Lect 4
Lect 4
Agriculture Credit
➢ The word “Credit” is derived from a Latin word “Credo”, meaning “I Believe”. The Latin verb “credere” means
“to repose confidence in”. Note that borrowing is a function of ability to command capital or services currently with
a promise to repay it in future i.e. obtaining certain amounts of money as loan to be rapid as specified in the
Agreement between the concerned parties
➢ Credit is obtaining control over the use of money at the present time in exchange for a promise to repay it at some
future time. Credit is also defined as a device for facilitating the temporary transfer of purchasing power from those
who have surpluses of it to those who are in need of it.
➢ Agricultural credit is considered as one of the most basic inputs for conducting all agricultural development
programmed. In India, there is an immense need for proper agricultural credit as Indian farmers are very poor. From
the very beginning, the prime source of agricultural credit in India was moneylenders.
➢ After independence, the Government adopted the institutional credit approach through various agencies like co-
operatives, commercial banks, regional rural banks etc. to provide adequate credit to farmers, at a cheaper rate of
interest. Moreover, with growing modernization of agriculture during the post-green revolution period, the
requirement of agricultural credit has increased further in recent years
➢
About 52 percent of the agricultural households in the country were estimated to be indebted. At all India level,
about 60 percent of the outstanding loans were taken from institutional sources which included Government (2.1
percent), Co-operative society (14.8 percent) and Banks (42.9 percent)
TYPES OF AGRICULTURAL CREDIT
• Considering the period and purpose of the credit requirement of the farmers of the
country, agricultural credit in India can be classified into three major types
• Short term credit: The Indian farmers require credit to meet their short term needs
viz., purchasing seeds, fertilizers, paying wages to hired workers etc. for a period of less
than 15 months. Such loans are generally repaid after harvest.
• Medium-term credit: This type of credit includes credit requirement of farmers for a
medium period ranging between 15 months and 5 years and it is required for purchasing
cattle, pumping sets, other agricultural implements etc. Medium-term credits are
normally larger in size than short term credit.
• Long term credit: Farmers also require finance for a long period of more than 5 years
just for the purpose of buying additional land or for making any permanent
improvement on land like the sinking of wells, reclamation of land, horticulture etc.
Thus, the long term credit requires sufficient time for the repayment of such loan.
SOURCES OF AGRICULTURAL CREDIT
• In India, agricultural credit are being advanced by different sources. The short term and
medium term loan requirements of Indian farmers are mostly met by moneylenders, co-
operative credit societies and Government. But the long-term loan requirements of the Indian
farmers are also met by moneylenders, land development banks and the Government.
• Nowadays, the long term and short term credit needs of these institutions are also being met by
National Bank for Agricultural and Rural Development (NABARD).
• Sources of agricultural credit can be broadly classified into institutional and non-institutional
sources. Non-Institutional sources include moneylenders, traders and commission agents,
relatives and landlords, but institutional sources include co-operatives, commercial banks
including the SBI Group, RBI and NABARD.
NABARD
• National Bank for Agriculture and Rural Development is an apex development financial institution in India that focuses on
providing financial and technical assistance to the agricultural and rural sectors. Established on July 12, 1982, NABARD's
primary objective is to promote sustainable and equitable agricultural and rural development in the country.

- _Recorded information_:
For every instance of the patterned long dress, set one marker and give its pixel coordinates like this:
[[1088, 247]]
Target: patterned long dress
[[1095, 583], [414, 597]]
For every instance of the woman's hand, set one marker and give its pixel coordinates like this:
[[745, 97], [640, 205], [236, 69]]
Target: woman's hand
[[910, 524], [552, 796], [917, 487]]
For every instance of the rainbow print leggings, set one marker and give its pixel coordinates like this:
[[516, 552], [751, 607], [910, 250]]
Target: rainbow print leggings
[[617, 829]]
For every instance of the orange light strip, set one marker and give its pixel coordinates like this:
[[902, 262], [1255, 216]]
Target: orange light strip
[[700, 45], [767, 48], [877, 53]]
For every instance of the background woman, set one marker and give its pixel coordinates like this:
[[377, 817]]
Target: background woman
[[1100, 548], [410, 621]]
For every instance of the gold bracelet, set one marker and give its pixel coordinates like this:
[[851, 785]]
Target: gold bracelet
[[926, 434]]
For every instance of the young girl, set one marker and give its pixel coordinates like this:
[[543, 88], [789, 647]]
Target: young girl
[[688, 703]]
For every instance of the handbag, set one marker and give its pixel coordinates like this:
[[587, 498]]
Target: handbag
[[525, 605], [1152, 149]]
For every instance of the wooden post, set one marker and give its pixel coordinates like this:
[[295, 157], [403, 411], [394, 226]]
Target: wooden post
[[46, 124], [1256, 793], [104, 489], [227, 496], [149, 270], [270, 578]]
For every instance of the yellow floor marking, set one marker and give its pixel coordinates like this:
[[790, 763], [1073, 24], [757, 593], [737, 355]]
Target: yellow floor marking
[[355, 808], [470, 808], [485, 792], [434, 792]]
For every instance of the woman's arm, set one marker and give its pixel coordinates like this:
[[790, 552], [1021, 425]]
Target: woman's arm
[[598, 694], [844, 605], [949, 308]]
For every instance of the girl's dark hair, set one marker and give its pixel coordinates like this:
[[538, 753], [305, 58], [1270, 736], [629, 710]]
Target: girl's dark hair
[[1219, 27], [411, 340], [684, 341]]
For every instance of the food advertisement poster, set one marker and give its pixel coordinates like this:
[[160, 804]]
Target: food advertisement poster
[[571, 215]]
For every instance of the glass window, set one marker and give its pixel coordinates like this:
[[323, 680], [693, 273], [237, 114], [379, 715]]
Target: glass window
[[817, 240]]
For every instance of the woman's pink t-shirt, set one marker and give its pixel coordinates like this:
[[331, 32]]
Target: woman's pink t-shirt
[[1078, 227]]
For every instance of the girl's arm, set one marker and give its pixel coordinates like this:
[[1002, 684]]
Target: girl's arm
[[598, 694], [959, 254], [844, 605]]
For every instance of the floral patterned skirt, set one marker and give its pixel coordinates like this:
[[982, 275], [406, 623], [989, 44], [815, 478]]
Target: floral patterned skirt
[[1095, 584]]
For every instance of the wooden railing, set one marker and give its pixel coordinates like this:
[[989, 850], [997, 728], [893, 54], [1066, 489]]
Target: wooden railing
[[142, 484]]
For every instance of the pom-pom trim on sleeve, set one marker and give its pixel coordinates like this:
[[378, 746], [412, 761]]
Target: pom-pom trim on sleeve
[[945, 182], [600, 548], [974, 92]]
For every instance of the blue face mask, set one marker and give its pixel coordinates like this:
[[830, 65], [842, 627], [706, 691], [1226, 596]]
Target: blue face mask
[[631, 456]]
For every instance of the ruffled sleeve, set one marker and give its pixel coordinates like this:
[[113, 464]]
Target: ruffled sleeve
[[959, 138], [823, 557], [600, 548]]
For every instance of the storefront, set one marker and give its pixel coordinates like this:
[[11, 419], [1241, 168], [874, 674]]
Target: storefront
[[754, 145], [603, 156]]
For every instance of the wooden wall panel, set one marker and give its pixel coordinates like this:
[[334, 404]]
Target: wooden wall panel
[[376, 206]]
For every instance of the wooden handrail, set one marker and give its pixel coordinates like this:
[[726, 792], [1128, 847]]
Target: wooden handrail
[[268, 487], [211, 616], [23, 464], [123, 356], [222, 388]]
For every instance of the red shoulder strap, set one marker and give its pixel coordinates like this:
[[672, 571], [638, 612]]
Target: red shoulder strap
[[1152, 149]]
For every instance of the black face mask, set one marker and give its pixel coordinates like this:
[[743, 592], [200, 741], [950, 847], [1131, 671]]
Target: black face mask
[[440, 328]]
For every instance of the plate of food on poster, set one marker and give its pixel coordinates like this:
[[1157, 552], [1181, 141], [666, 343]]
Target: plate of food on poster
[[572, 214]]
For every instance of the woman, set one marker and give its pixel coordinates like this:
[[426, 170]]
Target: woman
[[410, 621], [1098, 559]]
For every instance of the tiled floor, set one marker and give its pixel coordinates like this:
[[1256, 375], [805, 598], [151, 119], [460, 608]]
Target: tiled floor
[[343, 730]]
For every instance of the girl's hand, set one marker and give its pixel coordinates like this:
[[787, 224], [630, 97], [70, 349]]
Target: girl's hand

- _Directives_:
a - In one to three sentences, explain why the agricultural credit lecture notes say the need for agricultural credit has grown further in recent years.
b - Carry on the agricultural credit lecture notes from the point at which they stop.
The records are separate material and do not belong to the agricultural credit lecture notes.

- _Set of answers_:
a - The need for agricultural credit has grown because agriculture has been modernizing during the post-green revolution period.

b -
• The main objectives of National Bank for Agriculture and Rural Development has been provided below:
• Promotion of Agriculture and Rural Development: NABARD aims to accelerate agricultural production and rural development
by providing financial support, promoting institutional development, and implementing various development schemes.
• Facilitating Credit for Agriculture: It plays a crucial role in channeling credit to the agriculture sector. It refinances commercial
banks, regional rural banks, and other financial institutions to provide loans for agricultural and rural development activities.
• Institutional Development: It focuses on strengthening and developing rural financial institutions to improve their efficiency
and outreach. It provides assistance for capacity building, training, and technology adoption to enhance the functioning of
cooperative banks, regional rural banks, and microfinance institutions.
• Promoting Rural Infrastructure Development: Nabard Bank supports the development of rural infrastructure by providing
financial assistance for irrigation projects, rural roads, rural markets, and other agricultural infrastructure facilities. It aims to
improve connectivity and access to markets for farmers and rural communities.
• Promoting Sustainable Agriculture: It encourages the adoption of sustainable agricultural practices and technologies to enhance
productivity, conserve natural resources, and promote climate resilience. It supports projects related to organic farming,
watershed management, renewable energy, and agricultural research and development.
• Rural Innovation: National Bank for Agriculture and Rural Development promotes innovation and entrepreneurship in rural
areas. It provides funding and support for rural startups, agri-businesses, and rural artisans to encourage economic
diversification and employment generation.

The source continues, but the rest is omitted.